*INSTRUCTION A:*
Translate this sentence from the oral history about mountain life in Virginia into Spanish: "You don't ever see anybody sad in the mountains."
*INSTRUCTION B:*
Answer these questions using the oral history about mountain life in Virginia, one line each:
(i) How many catfish were put in the pond this spring?
(ii) How old was the first speaker when the grandpa died?
(iii) Which program does Pam Howell work for?
*INSTRUCTION C:*
Continue the oral history about mountain life in Virginia from the point where it stops.

*PASSAGE TO READ:*
----------

Tractor plowed, put up hay, cut tobacco --- all the nine yards. I loved it, man. There’s just no other place like it. Go out there on your back porch, and not worry about nobody else. You know, we’ve never locked our house door, and I always leave the keys in my truck. You can’t do that anywhere else. 

Every time was fun. Not many thirteen, fourteen year olds can jump in a pond, and play with catfish. You know how that goes. I fish all the time. We have a house in Ridge Valley now. It’s got a big, old pond. We put two hundred fifty catfish in it this spring. Not much on hunting. I don’t like the cold. 

That’s about it. [I] build cars and farm. 

[Toughest time] Probably when I lost my grandpa, honestly. I was ten years old. Yeah, rough times. He was just; he was my idol, man. I hung out with him every day. He’d put me on the school bus, and get me off the school bus. He learnt me everything I knew. [He] farmed and everything, on his days off. He was the third man at W-L, a construction company out of Chilhowie [Virginia]. He was there forever. He built 81 [I-81]. Every time I smell asphalt, I think of pawpaw. 

[To me, a hillbilly is] somebody that goes up in the mountains. [The media] just portrays us like bad people still living in the 1700’s with slaves. The media has just blown up this little thing, the south. You can’t be a southerner no more. It’s just a bad thing to be. 

It’s all the same, all the time. You know everybody. You don’t know a stranger over here. 

You don’t ever see anybody sad in the mountains. Everybody has tough times; people in the mountains deal with ‘em. They don’t worry about it. It will always get better. God’s all right.”

Pam Howell

Pam Howell, I work for the head start preschool program, an anti-poverty program for three and four year olds, finance person; Marion, Virginia:

“I grew up in the very country part of something they called Adwolf. We didn’t lock our doors at night; we stayed out and played and caught June bugs, lightning bugs and told ghost stories. To me, it was a wonderful childhood.

----------

(Pointing dataset excerpts)
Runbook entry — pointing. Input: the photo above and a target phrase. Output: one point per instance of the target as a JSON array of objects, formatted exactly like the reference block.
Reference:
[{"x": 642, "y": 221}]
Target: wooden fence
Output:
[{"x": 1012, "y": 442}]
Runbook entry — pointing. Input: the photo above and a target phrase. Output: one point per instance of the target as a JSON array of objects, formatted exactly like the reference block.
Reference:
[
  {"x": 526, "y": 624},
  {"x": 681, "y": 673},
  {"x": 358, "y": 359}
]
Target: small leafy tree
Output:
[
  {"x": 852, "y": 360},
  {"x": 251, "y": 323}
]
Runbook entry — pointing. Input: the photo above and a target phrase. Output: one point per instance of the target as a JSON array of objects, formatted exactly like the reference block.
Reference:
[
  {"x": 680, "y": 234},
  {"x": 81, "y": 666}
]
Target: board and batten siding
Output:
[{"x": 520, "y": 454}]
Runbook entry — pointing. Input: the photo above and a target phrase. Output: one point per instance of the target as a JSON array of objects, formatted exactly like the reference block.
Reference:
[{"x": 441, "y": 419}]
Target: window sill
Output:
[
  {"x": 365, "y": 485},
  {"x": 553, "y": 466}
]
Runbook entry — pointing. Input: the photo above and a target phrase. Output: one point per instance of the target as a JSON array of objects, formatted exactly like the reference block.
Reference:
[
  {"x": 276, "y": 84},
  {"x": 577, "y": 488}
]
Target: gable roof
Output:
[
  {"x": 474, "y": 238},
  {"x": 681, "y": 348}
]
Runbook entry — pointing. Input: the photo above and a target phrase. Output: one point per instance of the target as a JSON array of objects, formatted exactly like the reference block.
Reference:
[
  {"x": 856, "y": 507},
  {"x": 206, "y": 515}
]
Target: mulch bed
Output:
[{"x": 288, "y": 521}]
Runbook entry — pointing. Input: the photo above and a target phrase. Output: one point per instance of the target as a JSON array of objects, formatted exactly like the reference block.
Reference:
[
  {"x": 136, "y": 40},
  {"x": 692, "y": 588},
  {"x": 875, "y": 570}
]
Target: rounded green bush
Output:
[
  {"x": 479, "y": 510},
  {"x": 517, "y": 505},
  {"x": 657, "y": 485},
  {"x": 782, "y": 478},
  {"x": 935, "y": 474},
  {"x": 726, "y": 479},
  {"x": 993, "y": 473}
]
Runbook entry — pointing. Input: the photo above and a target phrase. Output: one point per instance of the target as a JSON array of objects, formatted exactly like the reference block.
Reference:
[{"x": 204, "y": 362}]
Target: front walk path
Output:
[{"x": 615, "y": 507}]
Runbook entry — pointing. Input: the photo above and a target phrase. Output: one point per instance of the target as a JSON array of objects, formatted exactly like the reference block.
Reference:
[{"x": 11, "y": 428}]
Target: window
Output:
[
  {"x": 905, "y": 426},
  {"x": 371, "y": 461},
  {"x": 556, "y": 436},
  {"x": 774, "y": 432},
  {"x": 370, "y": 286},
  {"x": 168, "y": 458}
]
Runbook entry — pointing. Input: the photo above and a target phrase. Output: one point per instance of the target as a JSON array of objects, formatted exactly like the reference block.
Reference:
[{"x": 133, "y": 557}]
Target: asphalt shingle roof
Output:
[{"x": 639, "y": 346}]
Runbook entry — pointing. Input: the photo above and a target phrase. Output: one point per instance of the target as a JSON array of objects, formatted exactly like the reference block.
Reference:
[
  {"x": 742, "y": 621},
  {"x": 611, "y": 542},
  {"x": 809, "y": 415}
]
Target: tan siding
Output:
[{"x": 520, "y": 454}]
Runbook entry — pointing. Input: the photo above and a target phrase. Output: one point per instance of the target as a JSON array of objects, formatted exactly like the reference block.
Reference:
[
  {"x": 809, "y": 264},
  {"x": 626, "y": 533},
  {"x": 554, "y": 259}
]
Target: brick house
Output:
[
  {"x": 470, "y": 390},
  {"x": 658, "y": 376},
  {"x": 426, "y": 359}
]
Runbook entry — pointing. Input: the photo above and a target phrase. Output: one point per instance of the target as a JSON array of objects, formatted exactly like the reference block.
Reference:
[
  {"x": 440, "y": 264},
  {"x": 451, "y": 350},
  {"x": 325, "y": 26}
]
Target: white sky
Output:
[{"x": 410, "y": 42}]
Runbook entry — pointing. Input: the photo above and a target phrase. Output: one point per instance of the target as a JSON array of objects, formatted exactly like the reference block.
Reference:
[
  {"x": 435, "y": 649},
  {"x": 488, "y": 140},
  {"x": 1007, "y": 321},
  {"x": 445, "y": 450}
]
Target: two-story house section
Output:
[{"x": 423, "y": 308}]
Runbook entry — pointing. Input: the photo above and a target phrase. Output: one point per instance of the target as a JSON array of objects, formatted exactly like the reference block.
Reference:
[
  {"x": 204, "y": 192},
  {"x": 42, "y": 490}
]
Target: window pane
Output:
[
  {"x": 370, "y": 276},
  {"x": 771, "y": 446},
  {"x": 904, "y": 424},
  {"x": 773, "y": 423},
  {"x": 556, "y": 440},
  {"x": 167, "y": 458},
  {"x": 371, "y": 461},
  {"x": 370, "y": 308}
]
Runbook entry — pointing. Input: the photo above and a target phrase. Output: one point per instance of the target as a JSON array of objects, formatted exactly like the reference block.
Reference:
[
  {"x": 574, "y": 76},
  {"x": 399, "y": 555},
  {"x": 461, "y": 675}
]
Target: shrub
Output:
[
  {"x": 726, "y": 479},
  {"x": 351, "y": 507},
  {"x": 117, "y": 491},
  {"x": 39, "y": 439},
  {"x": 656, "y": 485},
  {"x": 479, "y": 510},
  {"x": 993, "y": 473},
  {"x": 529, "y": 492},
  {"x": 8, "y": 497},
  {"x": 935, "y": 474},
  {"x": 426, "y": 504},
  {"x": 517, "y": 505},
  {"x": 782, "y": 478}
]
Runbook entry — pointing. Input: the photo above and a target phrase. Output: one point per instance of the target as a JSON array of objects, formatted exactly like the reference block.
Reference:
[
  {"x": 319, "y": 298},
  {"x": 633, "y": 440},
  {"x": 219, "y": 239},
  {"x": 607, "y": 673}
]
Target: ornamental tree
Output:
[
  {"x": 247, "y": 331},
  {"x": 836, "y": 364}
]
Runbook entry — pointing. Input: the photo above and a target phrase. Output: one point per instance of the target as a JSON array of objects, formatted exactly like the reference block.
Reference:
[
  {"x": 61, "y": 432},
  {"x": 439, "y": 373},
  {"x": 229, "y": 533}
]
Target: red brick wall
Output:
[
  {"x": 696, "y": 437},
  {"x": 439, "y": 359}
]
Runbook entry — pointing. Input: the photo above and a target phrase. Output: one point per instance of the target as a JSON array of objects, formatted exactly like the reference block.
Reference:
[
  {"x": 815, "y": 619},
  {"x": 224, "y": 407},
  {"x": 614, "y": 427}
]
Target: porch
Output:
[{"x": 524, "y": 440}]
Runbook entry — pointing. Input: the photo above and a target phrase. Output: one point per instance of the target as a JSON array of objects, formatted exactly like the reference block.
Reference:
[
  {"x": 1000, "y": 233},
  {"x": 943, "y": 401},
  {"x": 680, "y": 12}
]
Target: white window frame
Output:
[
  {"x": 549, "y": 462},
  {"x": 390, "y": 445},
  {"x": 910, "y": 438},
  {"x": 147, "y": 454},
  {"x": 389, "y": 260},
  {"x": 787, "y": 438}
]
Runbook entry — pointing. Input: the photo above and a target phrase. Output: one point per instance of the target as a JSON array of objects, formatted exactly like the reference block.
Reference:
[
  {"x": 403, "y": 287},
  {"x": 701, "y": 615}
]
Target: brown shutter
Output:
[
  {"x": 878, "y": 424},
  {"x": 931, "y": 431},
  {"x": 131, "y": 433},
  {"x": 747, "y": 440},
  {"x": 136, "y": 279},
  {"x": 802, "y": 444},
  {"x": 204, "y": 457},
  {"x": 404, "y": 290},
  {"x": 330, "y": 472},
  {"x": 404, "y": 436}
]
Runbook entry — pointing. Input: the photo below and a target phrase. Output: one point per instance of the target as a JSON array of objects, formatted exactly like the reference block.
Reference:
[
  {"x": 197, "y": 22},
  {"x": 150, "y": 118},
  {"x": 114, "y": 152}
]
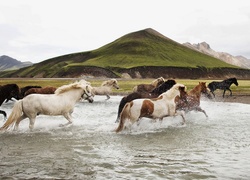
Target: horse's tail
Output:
[
  {"x": 135, "y": 89},
  {"x": 124, "y": 115},
  {"x": 14, "y": 116}
]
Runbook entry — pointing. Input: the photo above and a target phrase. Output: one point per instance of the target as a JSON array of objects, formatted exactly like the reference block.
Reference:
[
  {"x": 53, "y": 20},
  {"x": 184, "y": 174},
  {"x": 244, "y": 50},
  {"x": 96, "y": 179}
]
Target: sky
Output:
[{"x": 36, "y": 30}]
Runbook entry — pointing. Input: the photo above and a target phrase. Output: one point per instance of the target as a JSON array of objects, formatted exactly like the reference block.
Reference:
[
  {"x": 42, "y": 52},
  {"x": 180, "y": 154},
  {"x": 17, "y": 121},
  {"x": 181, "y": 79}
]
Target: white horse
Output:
[
  {"x": 106, "y": 88},
  {"x": 60, "y": 103},
  {"x": 157, "y": 108}
]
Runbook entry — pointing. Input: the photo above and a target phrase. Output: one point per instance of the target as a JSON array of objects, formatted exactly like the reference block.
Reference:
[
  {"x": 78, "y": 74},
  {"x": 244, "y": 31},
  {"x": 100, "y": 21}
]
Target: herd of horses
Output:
[{"x": 157, "y": 100}]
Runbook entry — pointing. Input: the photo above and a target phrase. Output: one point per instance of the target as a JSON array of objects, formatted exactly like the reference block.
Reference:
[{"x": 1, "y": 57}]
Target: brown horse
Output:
[
  {"x": 191, "y": 101},
  {"x": 149, "y": 87},
  {"x": 46, "y": 90}
]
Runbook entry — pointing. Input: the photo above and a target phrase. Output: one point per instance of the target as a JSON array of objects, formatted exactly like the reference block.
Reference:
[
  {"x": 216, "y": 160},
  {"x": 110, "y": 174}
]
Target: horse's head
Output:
[
  {"x": 113, "y": 83},
  {"x": 14, "y": 91},
  {"x": 87, "y": 94},
  {"x": 204, "y": 89},
  {"x": 234, "y": 80}
]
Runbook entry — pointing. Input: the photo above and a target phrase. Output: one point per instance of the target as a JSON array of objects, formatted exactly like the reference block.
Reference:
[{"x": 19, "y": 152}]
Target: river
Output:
[{"x": 217, "y": 147}]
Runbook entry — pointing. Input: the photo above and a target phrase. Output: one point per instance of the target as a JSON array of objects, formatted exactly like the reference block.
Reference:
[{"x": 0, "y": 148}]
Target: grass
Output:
[{"x": 126, "y": 85}]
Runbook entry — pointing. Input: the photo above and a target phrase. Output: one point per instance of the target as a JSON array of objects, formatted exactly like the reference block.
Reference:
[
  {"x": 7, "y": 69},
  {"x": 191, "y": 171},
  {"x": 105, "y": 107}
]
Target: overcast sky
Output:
[{"x": 36, "y": 30}]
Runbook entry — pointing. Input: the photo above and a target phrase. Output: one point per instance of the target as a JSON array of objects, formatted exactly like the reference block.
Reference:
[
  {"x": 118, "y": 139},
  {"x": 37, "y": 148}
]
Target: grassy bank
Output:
[{"x": 126, "y": 85}]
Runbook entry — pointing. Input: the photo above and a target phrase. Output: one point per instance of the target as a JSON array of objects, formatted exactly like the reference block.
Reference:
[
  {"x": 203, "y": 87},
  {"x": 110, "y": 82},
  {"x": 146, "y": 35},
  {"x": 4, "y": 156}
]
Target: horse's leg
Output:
[
  {"x": 4, "y": 114},
  {"x": 18, "y": 121},
  {"x": 213, "y": 93},
  {"x": 201, "y": 110},
  {"x": 108, "y": 97},
  {"x": 32, "y": 122},
  {"x": 230, "y": 91},
  {"x": 68, "y": 117},
  {"x": 181, "y": 113}
]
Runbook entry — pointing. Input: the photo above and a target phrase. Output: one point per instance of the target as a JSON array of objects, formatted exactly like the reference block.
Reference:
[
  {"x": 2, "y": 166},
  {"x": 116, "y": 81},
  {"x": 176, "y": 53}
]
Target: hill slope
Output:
[
  {"x": 8, "y": 63},
  {"x": 145, "y": 48}
]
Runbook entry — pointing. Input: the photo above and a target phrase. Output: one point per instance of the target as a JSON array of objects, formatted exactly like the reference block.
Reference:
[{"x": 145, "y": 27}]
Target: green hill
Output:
[{"x": 145, "y": 48}]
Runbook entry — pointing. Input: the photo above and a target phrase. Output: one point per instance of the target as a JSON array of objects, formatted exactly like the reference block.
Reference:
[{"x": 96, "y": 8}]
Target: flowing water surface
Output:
[{"x": 217, "y": 147}]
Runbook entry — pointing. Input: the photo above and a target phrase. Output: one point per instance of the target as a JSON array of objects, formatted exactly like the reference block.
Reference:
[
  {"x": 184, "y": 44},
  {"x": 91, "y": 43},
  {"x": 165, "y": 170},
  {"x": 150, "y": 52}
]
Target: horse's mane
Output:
[
  {"x": 164, "y": 87},
  {"x": 75, "y": 85}
]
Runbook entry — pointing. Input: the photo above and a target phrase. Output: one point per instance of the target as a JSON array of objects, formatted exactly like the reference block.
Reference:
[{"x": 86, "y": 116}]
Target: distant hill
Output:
[
  {"x": 145, "y": 53},
  {"x": 226, "y": 57},
  {"x": 8, "y": 63}
]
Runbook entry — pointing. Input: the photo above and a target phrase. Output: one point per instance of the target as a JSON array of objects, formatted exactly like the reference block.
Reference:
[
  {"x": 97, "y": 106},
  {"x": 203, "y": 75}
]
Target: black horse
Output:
[
  {"x": 7, "y": 92},
  {"x": 223, "y": 85},
  {"x": 139, "y": 95}
]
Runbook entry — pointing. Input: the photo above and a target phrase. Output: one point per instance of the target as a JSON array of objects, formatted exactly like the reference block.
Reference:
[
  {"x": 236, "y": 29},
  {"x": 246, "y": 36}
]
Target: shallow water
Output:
[{"x": 213, "y": 148}]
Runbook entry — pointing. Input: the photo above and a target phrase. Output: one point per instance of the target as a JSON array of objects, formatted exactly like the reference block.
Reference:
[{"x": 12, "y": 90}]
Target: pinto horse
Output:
[
  {"x": 60, "y": 103},
  {"x": 46, "y": 90},
  {"x": 149, "y": 87},
  {"x": 8, "y": 91},
  {"x": 106, "y": 88},
  {"x": 138, "y": 95},
  {"x": 156, "y": 108},
  {"x": 189, "y": 101},
  {"x": 223, "y": 85}
]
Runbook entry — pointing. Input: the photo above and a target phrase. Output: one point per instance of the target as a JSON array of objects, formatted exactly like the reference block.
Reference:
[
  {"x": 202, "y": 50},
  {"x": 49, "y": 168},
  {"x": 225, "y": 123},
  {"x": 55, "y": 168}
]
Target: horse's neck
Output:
[
  {"x": 195, "y": 92},
  {"x": 73, "y": 95}
]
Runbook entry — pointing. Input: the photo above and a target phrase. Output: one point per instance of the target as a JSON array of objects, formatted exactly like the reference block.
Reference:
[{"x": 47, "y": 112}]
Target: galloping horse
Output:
[
  {"x": 138, "y": 95},
  {"x": 157, "y": 108},
  {"x": 191, "y": 100},
  {"x": 7, "y": 92},
  {"x": 60, "y": 103},
  {"x": 24, "y": 89},
  {"x": 149, "y": 87},
  {"x": 106, "y": 88},
  {"x": 223, "y": 85},
  {"x": 45, "y": 90}
]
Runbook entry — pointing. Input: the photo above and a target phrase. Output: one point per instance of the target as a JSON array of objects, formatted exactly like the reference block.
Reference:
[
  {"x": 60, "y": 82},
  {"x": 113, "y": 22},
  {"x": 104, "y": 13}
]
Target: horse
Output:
[
  {"x": 8, "y": 91},
  {"x": 157, "y": 108},
  {"x": 149, "y": 87},
  {"x": 24, "y": 89},
  {"x": 60, "y": 103},
  {"x": 223, "y": 85},
  {"x": 45, "y": 90},
  {"x": 138, "y": 95},
  {"x": 189, "y": 101},
  {"x": 106, "y": 88}
]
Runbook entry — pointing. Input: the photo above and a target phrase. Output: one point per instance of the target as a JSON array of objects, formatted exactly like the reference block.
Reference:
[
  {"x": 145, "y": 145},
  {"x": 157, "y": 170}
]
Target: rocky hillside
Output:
[
  {"x": 8, "y": 63},
  {"x": 226, "y": 57}
]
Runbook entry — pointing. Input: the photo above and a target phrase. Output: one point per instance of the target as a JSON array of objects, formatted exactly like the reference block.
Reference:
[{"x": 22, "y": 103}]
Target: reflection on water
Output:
[{"x": 213, "y": 148}]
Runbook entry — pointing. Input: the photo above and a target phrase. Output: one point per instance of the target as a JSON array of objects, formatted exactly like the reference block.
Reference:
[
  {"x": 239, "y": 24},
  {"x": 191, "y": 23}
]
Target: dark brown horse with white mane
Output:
[
  {"x": 191, "y": 100},
  {"x": 8, "y": 91},
  {"x": 138, "y": 95}
]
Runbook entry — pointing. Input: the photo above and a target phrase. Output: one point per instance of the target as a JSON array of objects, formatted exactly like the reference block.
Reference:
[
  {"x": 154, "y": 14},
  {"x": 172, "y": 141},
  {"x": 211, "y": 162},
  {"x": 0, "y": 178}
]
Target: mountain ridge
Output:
[
  {"x": 9, "y": 63},
  {"x": 145, "y": 50}
]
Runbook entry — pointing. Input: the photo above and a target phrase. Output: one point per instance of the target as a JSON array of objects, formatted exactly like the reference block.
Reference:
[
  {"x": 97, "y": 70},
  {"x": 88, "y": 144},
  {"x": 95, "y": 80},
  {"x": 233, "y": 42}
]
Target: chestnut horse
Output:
[
  {"x": 138, "y": 95},
  {"x": 149, "y": 87},
  {"x": 156, "y": 108},
  {"x": 191, "y": 100},
  {"x": 46, "y": 90},
  {"x": 7, "y": 92}
]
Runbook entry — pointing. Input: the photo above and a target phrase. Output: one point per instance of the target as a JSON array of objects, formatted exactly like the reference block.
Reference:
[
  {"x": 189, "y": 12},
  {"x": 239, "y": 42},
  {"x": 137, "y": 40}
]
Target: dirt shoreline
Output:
[{"x": 245, "y": 99}]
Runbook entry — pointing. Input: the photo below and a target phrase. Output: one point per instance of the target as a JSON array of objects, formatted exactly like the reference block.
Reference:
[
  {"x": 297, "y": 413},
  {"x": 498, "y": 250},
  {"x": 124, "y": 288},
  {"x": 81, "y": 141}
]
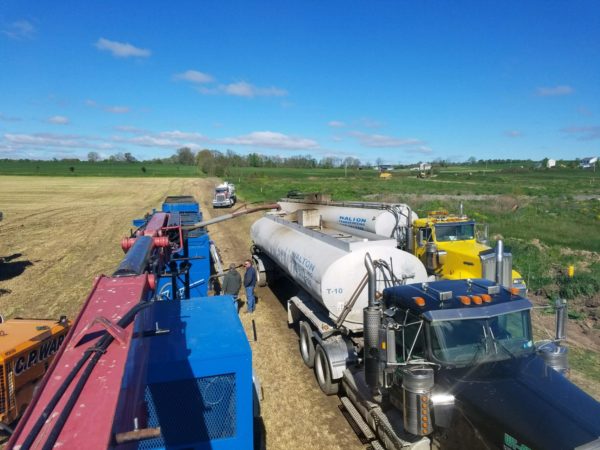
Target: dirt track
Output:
[{"x": 60, "y": 233}]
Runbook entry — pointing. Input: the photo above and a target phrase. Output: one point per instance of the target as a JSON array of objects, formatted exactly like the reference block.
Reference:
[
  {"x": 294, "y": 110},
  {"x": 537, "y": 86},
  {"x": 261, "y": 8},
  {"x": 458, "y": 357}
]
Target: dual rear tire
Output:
[{"x": 315, "y": 357}]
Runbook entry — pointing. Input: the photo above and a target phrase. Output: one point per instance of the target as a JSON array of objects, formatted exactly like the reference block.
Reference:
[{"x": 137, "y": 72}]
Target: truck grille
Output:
[
  {"x": 191, "y": 411},
  {"x": 488, "y": 267}
]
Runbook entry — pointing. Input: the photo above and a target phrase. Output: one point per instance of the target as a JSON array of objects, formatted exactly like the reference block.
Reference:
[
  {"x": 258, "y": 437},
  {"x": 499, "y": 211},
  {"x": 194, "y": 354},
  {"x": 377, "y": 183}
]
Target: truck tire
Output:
[
  {"x": 323, "y": 373},
  {"x": 307, "y": 346}
]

----------

*WRITTEN ANSWER A:*
Nunca ves a nadie triste en las montañas.

*WRITTEN ANSWER B:*
(i) Two hundred fifty.
(ii) Ten years old.
(iii) The head start preschool program, an anti-poverty program for three- and four-year-olds.

*WRITTEN ANSWER C:*
I’ve never lived anywhere else. I’m a small town girl and I like to keep small town. What makes [Appalachian culture] special to me is, I think everybody is kinda a neighbor. Even people that you maybe [don’t] know that well lend a helping hand. 

We’re all involved here today with an animal rescue group and the Humane Society. We’re trying to help homeless animals. People are out here just opening up their pocketbooks and helping us. You don’t meet many strangers here.[Working with the Humane Society] is very enriching for me because I’m a big animal lover and I don’t like to see the animals in the shelter get put down ‘cause there is too many. We work really hard to find them homes, rescues and foster homes for animals also. It’s just something I’ve loved all my life. I’ve been an animal person; I was the person who found the hurt frogs and all that. 

There was always something going on at my house. The worst thing that I ever did was; there was a coon hunter that lived in my neighborhood and he kept a raccoon caged in a cage to use as bait for his dogs to train them. So I caught him not home one day and I let his raccoon go. I just couldn’t handle that. Even though I’m from Appalachia, I’m not a hunter. I always have been [an animal lover]. 

[Appalachian perception] I think they think we’re a little bit ignorant and maybe not well educated and that we all eat cornbread and beans all day long. I have some friends in DC and other places and I’ve educated them a lot. I’ve had them down here and they all love it down here, by the way, when they come. Letting people know there’s people here like everywhere else. They’re hardworking, they’re educated; they’re members of their community; they go out and try to do things. 

There’s a lot of art and culture here that they don’t even realize exists. There is very talented musical people here; artistic people. I would just like for [people that don’t live in the mountains] to know that it’s not hillbillies. Let’s just put it that way. We’re not hillbillies.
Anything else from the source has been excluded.